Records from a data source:

++++++++

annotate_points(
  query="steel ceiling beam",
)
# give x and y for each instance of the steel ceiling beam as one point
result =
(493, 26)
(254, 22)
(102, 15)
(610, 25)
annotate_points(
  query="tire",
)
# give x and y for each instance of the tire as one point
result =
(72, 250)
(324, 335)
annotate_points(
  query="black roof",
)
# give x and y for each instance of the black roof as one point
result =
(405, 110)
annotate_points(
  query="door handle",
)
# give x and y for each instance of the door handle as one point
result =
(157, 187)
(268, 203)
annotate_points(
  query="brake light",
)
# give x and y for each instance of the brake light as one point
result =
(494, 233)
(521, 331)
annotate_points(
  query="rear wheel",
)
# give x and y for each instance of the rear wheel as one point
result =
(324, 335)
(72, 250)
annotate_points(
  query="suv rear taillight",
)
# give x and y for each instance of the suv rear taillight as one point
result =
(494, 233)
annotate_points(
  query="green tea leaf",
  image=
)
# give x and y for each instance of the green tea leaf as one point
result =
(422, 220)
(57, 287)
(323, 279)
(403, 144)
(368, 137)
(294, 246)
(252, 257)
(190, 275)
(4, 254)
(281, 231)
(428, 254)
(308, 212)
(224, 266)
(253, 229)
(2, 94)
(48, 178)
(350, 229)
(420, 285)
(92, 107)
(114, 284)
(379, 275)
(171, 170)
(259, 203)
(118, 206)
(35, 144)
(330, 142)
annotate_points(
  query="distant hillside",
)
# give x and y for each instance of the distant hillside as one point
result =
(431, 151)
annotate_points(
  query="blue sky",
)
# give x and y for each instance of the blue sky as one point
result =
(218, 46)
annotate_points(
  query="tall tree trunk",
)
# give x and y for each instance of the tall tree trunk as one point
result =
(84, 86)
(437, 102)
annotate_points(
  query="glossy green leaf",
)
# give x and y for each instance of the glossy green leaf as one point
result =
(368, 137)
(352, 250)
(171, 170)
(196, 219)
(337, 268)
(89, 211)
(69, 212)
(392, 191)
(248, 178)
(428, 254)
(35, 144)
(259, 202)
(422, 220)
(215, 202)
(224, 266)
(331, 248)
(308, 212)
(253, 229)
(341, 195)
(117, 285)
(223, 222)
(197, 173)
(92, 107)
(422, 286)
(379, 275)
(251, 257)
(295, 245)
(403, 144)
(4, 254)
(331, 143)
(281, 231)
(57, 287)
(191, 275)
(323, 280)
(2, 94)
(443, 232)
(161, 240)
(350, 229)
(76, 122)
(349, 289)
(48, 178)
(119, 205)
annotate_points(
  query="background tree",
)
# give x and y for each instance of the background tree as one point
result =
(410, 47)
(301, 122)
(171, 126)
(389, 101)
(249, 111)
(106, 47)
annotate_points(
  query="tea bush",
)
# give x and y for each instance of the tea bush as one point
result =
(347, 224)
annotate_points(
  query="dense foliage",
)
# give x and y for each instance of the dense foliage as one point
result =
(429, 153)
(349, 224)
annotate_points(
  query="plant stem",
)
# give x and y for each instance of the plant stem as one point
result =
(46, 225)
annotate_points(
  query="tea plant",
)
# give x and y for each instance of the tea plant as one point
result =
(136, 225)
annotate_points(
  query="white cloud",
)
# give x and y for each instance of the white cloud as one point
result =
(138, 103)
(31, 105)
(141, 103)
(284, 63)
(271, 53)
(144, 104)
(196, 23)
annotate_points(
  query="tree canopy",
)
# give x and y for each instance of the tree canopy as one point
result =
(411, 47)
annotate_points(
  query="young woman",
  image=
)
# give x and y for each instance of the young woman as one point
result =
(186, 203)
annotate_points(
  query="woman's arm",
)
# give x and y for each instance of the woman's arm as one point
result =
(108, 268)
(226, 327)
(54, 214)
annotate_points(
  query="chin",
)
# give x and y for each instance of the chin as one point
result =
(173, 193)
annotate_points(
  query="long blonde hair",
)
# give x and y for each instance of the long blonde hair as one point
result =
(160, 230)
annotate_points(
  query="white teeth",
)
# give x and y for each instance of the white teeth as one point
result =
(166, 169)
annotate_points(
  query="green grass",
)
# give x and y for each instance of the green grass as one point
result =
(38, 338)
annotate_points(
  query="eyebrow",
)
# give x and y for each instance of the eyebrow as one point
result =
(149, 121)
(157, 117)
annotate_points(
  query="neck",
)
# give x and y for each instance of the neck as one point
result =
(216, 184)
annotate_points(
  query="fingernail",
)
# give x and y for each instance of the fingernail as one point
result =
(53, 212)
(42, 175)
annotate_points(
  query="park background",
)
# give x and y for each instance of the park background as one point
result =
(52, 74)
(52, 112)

++++++++

## WORK INSTRUCTION
The answer is a single number, the count of lines in the records that contain the string "ceiling".

## OUTPUT FOR THIS EXERCISE
2